[EXTRACT]
+---+

We’ve been helping with garden care at Klipsan Beach Cottages for many years and it’s still our favourite job for a number of reasons: Owner Mary loves and collects cool plants; her spouse Denny is droll and amusing; the budget includes soil amendments and some new plants each year; part of the garden is fenced away from deer, and we don’t have to worry about the watering because it’s well taken care of by the garden owners. A view of the beach from the old-fashioned row of cottages, a nice dog (Riley) and two charming cats (Timmy and Sarah), and sometimes a cup of tea with cookies are also factors in KBC’s rating top of the jobs. In 2010, I created a Facebook page for KBC and during gardening season I update it every week to ten days with new photos.
While I am sorely tempted to do a slide show, I fear that format could be repetitive so I’ll save it for the Long Beach planters. Here’s a photo essay on the KBC gardens in 2009. (My favourite part of a three year high school photography class was when teacher Denise Mannery’s assigned photo essays…which involved pasting photos onto paper, with captions, to tell a story. How she would have loved being able to do the sort of photo essays we can now do online!)
4 April, basket of Fritillaria meleagris
In April, one of the cats observed our work closely.
feline audience, 4 April
On the fourth of April after work, I looked up from where we park near Denny’s burn pile and saw the most amazing colour of blue sky.
so blue, 4 April
18 April, cottage windowboxes
Each of the eight cottages at KBC has two windowboxes, as does the A Frame rental. We insert plastic windowboxes inside wooden frames, first with a selection of early blooming small bulbs (narcissi, species tulips, snowdrops, crocus, fritillaria meleagris), then with summer annual combinations chosen and planted by Mary.

+---+

[INPUT DATA]
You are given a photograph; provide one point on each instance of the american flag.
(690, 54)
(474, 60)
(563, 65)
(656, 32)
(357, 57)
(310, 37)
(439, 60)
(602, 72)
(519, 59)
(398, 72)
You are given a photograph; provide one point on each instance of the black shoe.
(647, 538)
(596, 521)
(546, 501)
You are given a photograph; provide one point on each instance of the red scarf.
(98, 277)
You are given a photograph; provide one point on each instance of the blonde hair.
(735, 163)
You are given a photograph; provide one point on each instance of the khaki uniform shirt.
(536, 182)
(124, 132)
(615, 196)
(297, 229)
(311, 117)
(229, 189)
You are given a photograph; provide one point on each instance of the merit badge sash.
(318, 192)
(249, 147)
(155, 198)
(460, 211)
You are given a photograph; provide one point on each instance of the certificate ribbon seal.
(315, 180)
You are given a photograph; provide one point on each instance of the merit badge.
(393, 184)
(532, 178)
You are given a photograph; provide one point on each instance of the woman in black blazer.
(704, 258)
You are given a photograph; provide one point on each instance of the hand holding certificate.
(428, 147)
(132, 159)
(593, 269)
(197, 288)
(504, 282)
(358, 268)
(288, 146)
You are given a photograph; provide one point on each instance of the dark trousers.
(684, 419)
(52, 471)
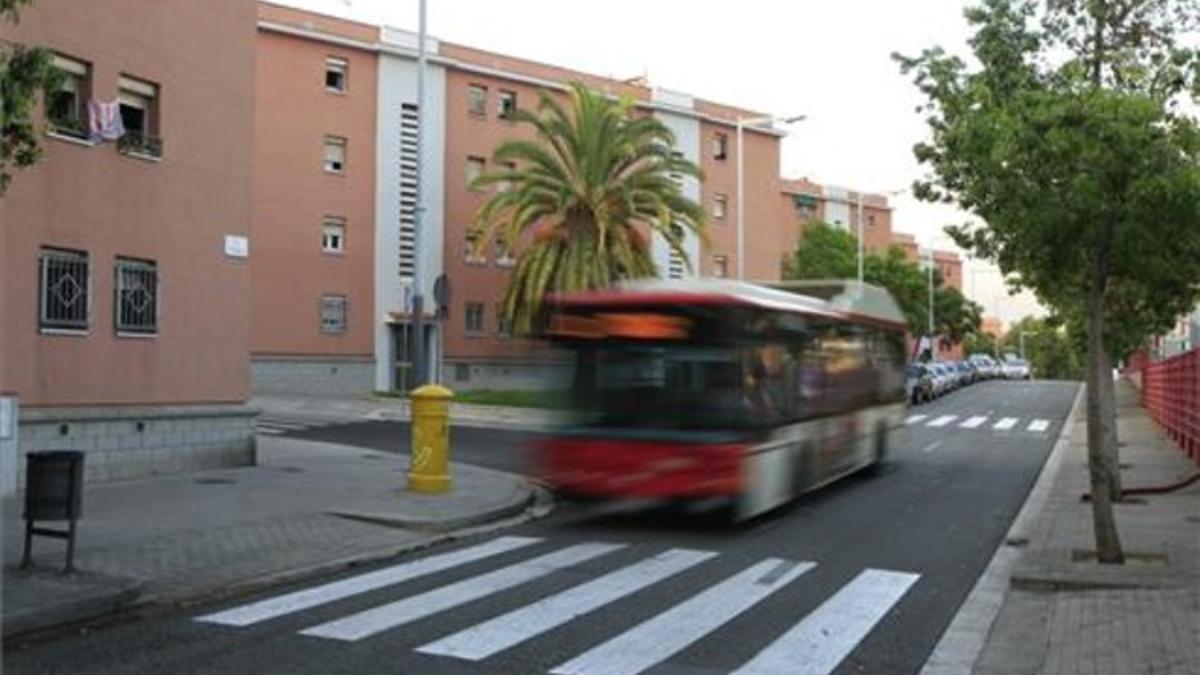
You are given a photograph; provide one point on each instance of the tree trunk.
(1102, 437)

+---+

[WHAT YOU WILL DO]
A. For each statement, say yes or no according to the Klipsan Beach Cottages piece, and quote the words that settle it: (i) every cottage at KBC has two windowboxes; (ii) the writer's crew is responsible for watering the garden; (iii) the KBC Facebook page was created in 2009.
B. Rewrite all the rows of Block 1, replacing "photograph" with "image" and changing nothing else. Omit the picture.
The rows have no connection to the Klipsan Beach Cottages piece.

[TASK RESPONSES]
A.
(i) Yes: "Each of the eight cottages at KBC has two windowboxes"
(ii) No: "we don’t have to worry about the watering because it’s well taken care of by the garden owners"
(iii) No: "In 2010, I created a Facebook page for KBC"

B.
You are given a image; provide one point on each instance of the american flag.
(690, 54)
(474, 60)
(563, 65)
(656, 32)
(357, 57)
(310, 37)
(439, 60)
(602, 72)
(519, 59)
(398, 72)
You are given a image; provide one point on each instance of the black shoe.
(647, 538)
(596, 521)
(546, 501)
You are given a image; provide one point on each instance of the red scarf.
(98, 277)
You are given a image; provide one point on each instance of the blonde hair.
(735, 163)
You are given a image; provide one point on each instance of the khaki uniform shirt.
(536, 182)
(124, 132)
(615, 196)
(297, 229)
(311, 117)
(229, 189)
You are given a image; provide one point on each instance of the merit badge sash.
(318, 192)
(249, 147)
(155, 198)
(460, 211)
You are given a image; provide one point on each instance of the certificate ribbon seal.
(315, 180)
You are given a image; provide one point on each instance of the merit badge.
(393, 184)
(532, 178)
You are given a image; provide one point on each instance of the woman in black blazer.
(704, 258)
You are given a image; provide one point on each instance of the hand holding certificate.
(428, 147)
(132, 159)
(593, 269)
(197, 288)
(504, 282)
(358, 268)
(288, 146)
You are given a image; provide one point on each instance of the dark trousers.
(684, 419)
(52, 471)
You are given a image; provide one point on each instance of the tree trunk.
(1102, 437)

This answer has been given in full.